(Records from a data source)
*****
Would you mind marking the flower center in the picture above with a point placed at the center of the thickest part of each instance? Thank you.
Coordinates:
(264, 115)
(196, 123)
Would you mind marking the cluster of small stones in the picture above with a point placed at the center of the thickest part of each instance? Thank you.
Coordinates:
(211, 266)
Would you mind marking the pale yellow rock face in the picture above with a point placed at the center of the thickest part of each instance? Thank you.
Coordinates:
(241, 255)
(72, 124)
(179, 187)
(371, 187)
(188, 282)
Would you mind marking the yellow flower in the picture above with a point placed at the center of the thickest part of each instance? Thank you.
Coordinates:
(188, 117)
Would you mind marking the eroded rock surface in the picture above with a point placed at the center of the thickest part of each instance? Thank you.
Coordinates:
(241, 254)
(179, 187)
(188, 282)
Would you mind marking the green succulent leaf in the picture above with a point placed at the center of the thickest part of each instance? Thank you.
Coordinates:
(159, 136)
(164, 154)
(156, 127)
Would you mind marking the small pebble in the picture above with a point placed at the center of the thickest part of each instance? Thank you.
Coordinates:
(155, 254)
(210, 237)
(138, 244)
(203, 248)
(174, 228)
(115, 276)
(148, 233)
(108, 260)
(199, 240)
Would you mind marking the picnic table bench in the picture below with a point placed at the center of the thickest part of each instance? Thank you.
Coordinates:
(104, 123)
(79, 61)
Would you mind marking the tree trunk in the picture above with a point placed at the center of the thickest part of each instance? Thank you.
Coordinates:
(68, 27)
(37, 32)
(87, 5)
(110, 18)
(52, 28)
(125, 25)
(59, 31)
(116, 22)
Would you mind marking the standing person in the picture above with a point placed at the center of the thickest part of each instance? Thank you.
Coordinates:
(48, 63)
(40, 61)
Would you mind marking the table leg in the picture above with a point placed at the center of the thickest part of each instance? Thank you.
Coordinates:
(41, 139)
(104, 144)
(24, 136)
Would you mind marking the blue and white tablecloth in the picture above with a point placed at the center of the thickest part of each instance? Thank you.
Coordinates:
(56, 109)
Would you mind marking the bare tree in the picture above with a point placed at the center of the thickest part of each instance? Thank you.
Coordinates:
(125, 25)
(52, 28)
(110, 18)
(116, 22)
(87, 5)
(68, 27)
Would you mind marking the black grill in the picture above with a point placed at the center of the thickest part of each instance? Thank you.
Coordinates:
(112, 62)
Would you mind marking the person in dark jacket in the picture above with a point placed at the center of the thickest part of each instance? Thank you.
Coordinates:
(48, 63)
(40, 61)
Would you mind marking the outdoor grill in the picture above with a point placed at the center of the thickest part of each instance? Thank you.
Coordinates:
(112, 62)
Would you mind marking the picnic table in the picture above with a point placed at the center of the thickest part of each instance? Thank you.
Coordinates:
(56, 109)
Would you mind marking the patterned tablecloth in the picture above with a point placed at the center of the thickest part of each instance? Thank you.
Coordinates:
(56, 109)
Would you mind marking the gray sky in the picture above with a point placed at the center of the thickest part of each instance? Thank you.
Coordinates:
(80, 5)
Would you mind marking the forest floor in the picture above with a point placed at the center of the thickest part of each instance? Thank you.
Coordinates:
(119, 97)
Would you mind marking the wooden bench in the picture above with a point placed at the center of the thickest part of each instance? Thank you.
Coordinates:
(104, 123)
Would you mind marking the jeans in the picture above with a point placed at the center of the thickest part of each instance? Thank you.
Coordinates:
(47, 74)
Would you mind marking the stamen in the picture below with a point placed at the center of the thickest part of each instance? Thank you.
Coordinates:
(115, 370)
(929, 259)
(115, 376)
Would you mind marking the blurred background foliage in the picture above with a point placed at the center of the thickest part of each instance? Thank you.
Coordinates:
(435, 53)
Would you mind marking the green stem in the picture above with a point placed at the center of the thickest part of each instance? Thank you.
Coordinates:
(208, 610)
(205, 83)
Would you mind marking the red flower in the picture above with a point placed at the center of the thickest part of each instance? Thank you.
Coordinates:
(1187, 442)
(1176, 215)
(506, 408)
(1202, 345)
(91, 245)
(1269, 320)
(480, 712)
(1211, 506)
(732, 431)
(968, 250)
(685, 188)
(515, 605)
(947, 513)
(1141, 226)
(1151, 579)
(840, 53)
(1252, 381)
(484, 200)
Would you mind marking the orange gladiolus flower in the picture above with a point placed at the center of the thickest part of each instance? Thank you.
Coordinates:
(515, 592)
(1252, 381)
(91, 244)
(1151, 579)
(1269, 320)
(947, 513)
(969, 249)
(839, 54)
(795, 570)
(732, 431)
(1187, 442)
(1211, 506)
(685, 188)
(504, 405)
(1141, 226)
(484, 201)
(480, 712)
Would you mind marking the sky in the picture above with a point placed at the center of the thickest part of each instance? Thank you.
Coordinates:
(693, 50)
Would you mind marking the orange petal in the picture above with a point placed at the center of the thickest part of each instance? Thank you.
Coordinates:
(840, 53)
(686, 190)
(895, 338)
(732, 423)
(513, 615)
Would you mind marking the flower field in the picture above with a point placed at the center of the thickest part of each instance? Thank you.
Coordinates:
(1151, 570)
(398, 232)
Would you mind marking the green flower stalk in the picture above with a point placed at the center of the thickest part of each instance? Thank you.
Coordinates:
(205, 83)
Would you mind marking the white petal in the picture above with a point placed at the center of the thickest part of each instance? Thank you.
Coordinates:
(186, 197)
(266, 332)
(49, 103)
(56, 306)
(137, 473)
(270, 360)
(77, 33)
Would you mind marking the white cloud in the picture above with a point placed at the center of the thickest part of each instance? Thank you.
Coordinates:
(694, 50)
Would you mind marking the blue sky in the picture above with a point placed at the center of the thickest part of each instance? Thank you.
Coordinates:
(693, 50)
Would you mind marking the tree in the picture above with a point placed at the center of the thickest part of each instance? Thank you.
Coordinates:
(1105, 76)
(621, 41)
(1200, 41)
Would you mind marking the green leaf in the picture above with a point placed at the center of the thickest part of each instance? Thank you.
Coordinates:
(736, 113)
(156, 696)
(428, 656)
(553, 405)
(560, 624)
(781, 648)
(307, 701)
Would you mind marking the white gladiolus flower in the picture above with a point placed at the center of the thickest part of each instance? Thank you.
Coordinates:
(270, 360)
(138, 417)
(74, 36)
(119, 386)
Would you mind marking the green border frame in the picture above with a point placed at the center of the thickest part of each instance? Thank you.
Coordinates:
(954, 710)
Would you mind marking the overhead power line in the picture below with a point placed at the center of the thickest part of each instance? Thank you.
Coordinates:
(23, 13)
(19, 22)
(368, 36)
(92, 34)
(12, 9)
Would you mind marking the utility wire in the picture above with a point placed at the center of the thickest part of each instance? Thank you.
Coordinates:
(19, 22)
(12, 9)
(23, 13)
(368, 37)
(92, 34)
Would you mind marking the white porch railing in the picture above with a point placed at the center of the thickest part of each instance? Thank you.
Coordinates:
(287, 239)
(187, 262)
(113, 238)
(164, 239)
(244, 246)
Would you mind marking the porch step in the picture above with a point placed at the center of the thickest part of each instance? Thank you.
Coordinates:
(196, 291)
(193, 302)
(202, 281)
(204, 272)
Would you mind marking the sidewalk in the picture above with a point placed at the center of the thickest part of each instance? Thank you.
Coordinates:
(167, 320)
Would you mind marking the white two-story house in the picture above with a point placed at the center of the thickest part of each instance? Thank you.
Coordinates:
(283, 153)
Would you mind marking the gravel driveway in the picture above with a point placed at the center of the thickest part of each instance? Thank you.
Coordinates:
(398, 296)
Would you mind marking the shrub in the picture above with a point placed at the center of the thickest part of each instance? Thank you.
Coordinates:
*****
__Instructions to follow__
All of the data needs to be printed once more, exactly.

__Exercise output__
Would you mind marking the flower center in the picture above with a point placed at the center of the thickest part of each instance? Thank you.
Coordinates:
(264, 115)
(196, 123)
Would you mind marking the cluster of small stones in the picture above with a point placed at the center of the thickest part of each instance? Thank you.
Coordinates:
(211, 266)
Would you mind marking the pale yellow rock face in the picture above with a point placed at the center of the thickest part of each instance? Thank you.
Coordinates:
(241, 255)
(72, 124)
(179, 187)
(371, 187)
(188, 282)
Would you mind marking the yellow flower in the picture above with a point placed at the center of the thickest part of each instance? Thank you.
Coordinates:
(188, 117)
Would you mind marking the eroded rock surface in the picture above with a point placed at the center of the thickest part of each instance? Thank you.
Coordinates:
(241, 254)
(179, 187)
(188, 282)
Would you mind marking the green succulent leaf in the picture above with a point placed at the center of the thickest part of each instance? Thank you.
Coordinates:
(159, 136)
(164, 154)
(156, 127)
Would you mind marking the small pebble in the picture above with a point placed at the center of the thickest part of each instance? Thank you.
Coordinates:
(155, 254)
(210, 237)
(138, 244)
(203, 248)
(174, 228)
(115, 276)
(148, 233)
(108, 260)
(199, 240)
Would you mind marking the picnic table bench in the picture below with a point placed at the center of the thickest part of each instance? Thank you.
Coordinates:
(104, 123)
(79, 61)
Would you mind marking the tree trunk in the picture above with a point placed at the center of the thickest part of each instance? Thank you.
Coordinates:
(68, 27)
(37, 32)
(87, 5)
(110, 18)
(52, 28)
(125, 25)
(59, 31)
(116, 22)
Would you mind marking the standing person in the picture above with a point placed at the center of the thickest part of each instance? Thank you.
Coordinates:
(48, 63)
(40, 61)
Would you mind marking the table leg in the picture above with a point placed at the center of the thickest part of each instance? Thank you.
Coordinates:
(41, 139)
(104, 144)
(24, 136)
Would you mind marking the blue and white tablecloth in the picture above with a point placed at the center of the thickest part of each instance? Thank you.
Coordinates:
(56, 109)
Would you mind marking the bare tree in the picture above with a point placed at the center of the thickest part of each instance? Thank you.
Coordinates:
(125, 25)
(52, 28)
(110, 18)
(116, 22)
(87, 5)
(68, 27)
Would you mind marking the black grill in the picture above with a point placed at the center of the thickest part of each instance? Thank you.
Coordinates:
(112, 62)
Would you mind marking the person in dark jacket in the picture above with a point placed at the center of the thickest part of each instance? Thank you.
Coordinates:
(48, 63)
(40, 61)
Would you mind marking the outdoor grill in the picture above with a point placed at the center of the thickest part of each instance? Thank you.
Coordinates:
(112, 62)
Would you mind marking the picnic table in the picture above with a point placed at the center of the thickest part of each instance? Thank you.
Coordinates:
(56, 109)
Would you mind marking the patterned tablecloth in the picture above with a point placed at the center of the thickest part of each instance? Thank you.
Coordinates:
(56, 109)
Would you mind marking the gray sky in the picture above with a point placed at the center of the thickest part of each instance? Thank you.
Coordinates:
(80, 5)
Would you mind marking the forest floor in the picture above with a point placed at the center of the thickest part of each instance? Thank you.
Coordinates:
(119, 97)
Would you mind marking the wooden bench in the picture above with a point placed at the center of the thickest part of each instance? Thank you.
Coordinates:
(104, 123)
Would you mind marking the jeans in the picture above with a point placed at the center of the thickest part of each instance? Thank you.
Coordinates:
(47, 74)
Would you mind marking the stamen in the picture below with a point placed at the center of the thickest part of each instance? Thank you.
Coordinates:
(115, 370)
(929, 259)
(115, 376)
Would you mind marking the blurred background foliage in the picture above with a point placed at the center of the thickest part of each instance? Thank you.
Coordinates:
(435, 53)
Would you mind marking the green stem in the picture above with a point placed at the center of the thickest part of each instance? Thank you.
Coordinates:
(208, 610)
(205, 83)
Would you mind marking the red flower in the picture above with a point placed at the center of the thickest part of each instance? Thank you.
Coordinates:
(1187, 442)
(1176, 215)
(506, 408)
(1202, 345)
(91, 245)
(1269, 320)
(480, 712)
(1211, 506)
(732, 431)
(968, 250)
(685, 188)
(515, 605)
(947, 513)
(1141, 226)
(1151, 579)
(840, 53)
(1252, 381)
(484, 200)
Would you mind marking the orange gladiolus flower in the picture above with a point placed at the center of the thickest part of each instance? Thank you.
Coordinates:
(515, 592)
(1252, 381)
(91, 244)
(1151, 579)
(1269, 320)
(947, 513)
(969, 249)
(839, 54)
(795, 570)
(732, 431)
(1187, 442)
(1211, 506)
(685, 188)
(504, 405)
(1141, 226)
(484, 201)
(480, 712)
Would you mind marking the sky in the picture above with a point placed at the center of the thickest part of each instance? Thank you.
Coordinates:
(693, 50)
Would you mind marking the orange petal in the picture above with a point placed at the center of the thickest part of each instance? Thank you.
Coordinates:
(840, 53)
(686, 190)
(895, 338)
(732, 423)
(513, 615)
Would you mind marking the flower field in the picture above with a point placed at the center of the thickest part of each instance? Thank you.
Coordinates:
(1151, 570)
(398, 232)
Would you mind marking the green flower stalk in the picture above with a point placed at the center of the thickest part of each instance? Thank you.
Coordinates:
(205, 83)
Would you mind marking the white petal in the picture above with a point placed at the center of the thickest part of each instance? Thank you.
Coordinates:
(186, 197)
(266, 332)
(49, 103)
(56, 306)
(137, 473)
(270, 360)
(77, 33)
Would you mind marking the white cloud in the picture above with a point placed at the center of the thickest part of each instance? Thank you.
Coordinates:
(694, 50)
Would you mind marking the blue sky in the picture above with a point placed at the center of the thickest part of each instance? Thank you.
Coordinates:
(693, 50)
Would you mind marking the tree in the picture above with a point placed at the center of the thickest part of each instance? Thank you.
Coordinates:
(1105, 76)
(621, 41)
(1200, 41)
Would you mind marking the green leaf in the picture above with a point placed at the center of the thickest part of each instance? Thank you.
Coordinates:
(736, 113)
(156, 696)
(428, 656)
(553, 405)
(560, 624)
(781, 648)
(307, 701)
Would you mind marking the white gladiolus flower in the picture above with a point placed at the center of the thickest part of each instance? Thank you.
Coordinates:
(270, 360)
(138, 417)
(74, 36)
(119, 386)
Would you mind marking the green border frame in the picture above with a point placed at the center of the thickest part of each instance? Thank you.
Coordinates:
(954, 710)
Would you mind marking the overhead power line in the picture below with a point placed at the center of the thickest part of each instance? Thank you.
Coordinates:
(23, 13)
(19, 22)
(368, 36)
(92, 34)
(12, 9)
Would you mind marking the utility wire in the picture above with a point placed at the center of the thickest part of each instance? Thank you.
Coordinates:
(19, 22)
(12, 9)
(23, 13)
(368, 37)
(92, 34)
Would you mind marking the white porch railing in the picture above with a point placed at the center of the thickest part of each instance? Thank you.
Coordinates:
(287, 239)
(187, 262)
(113, 238)
(164, 239)
(244, 246)
Would you mind marking the porch step in the picture above with a point placed at the center of the thickest part of each instance? Thank you.
Coordinates:
(196, 291)
(193, 302)
(202, 281)
(204, 272)
Would you mind marking the sidewalk in the picture above with a point placed at the center of the thickest part of each instance? Thank you.
Coordinates:
(167, 320)
Would you mind marking the white two-story house in the picture above with a point placed at the center of the thickest part of each instance? Thank you.
Coordinates:
(283, 153)
Would you mind marking the gravel driveway in the picture above with a point placed at the center of the thickest part of each instance? Thank you.
Coordinates:
(398, 296)
Would you mind marking the shrub in the picture above with a point placed at the center of the thickest part of each instance? Thank you.
Coordinates:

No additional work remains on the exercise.